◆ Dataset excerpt
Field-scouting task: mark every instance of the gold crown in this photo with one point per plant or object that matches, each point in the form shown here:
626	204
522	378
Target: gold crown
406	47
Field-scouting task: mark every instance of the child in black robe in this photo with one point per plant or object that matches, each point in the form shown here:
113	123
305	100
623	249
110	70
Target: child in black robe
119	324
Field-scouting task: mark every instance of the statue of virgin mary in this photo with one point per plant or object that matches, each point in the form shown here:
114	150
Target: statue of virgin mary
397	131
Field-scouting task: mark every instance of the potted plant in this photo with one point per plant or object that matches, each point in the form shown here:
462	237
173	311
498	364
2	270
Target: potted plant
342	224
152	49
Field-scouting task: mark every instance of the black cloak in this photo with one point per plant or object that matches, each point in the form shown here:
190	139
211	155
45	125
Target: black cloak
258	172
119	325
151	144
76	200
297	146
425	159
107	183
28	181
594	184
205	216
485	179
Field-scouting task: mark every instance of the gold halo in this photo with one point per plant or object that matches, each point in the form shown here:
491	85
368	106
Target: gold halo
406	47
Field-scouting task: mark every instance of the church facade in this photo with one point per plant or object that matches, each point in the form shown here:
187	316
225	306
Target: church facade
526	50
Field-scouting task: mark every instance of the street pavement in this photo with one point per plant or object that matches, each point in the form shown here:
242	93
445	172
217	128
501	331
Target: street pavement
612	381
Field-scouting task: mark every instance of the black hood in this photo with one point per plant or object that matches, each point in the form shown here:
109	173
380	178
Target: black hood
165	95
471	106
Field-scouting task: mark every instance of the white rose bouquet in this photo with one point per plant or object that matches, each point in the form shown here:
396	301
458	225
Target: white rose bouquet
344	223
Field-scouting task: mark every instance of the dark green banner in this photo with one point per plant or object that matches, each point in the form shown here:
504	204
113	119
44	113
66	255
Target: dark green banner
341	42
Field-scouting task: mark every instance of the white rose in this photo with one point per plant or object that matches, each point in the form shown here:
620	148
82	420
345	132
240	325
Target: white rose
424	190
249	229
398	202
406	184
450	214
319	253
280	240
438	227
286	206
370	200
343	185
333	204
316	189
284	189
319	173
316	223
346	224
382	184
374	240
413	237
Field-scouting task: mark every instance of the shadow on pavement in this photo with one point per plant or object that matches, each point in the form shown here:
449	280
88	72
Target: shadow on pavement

◆ Exercise
Swap "black hood" for "dark hood" in the stretch from the line containing "Field-scouting task: mark every instance of the street" through the end of the data, and reproduce only that stretch with everything else unchanged.

◆ Solution
Field-scouting task: mark every instance of the street pavement in this photo with one point per plant or object that matches, each point in the form shown here:
242	93
445	172
217	128
501	331
Target: street pavement
612	381
Field-scouting task: mark every instance of the dark hood in this photo with one point per plant or object that matches, each point in the form shown here:
109	173
380	178
Target: dark hood
165	95
471	106
Field-scouting task: mark every instance of the white rose bouquet in this photo with one point per plant or object that matches, each point in the form shown here:
396	301
458	225
Target: white rose bouquet
344	223
Field-scouting task: mark every instance of the dark green banner in this photo with one point per plant or object that matches, each point in the form shown here:
504	204
113	119
44	113
66	255
Target: dark green banner
341	42
Field-scouting task: mark every instance of the white rose in this photo with one point per plant or object that matches, each point in the form shown here:
620	148
82	420
345	132
240	325
Target: white rose
424	190
249	229
398	202
406	184
450	214
319	253
280	240
438	227
286	206
370	200
343	185
333	204
316	189
284	189
319	173
316	223
346	224
382	184
374	240
413	237
Field-scouting task: mark every instance of the shadow on pavement in this photo with one point per plant or object that matches, each point in the form shown here:
449	280
88	72
Target: shadow on pavement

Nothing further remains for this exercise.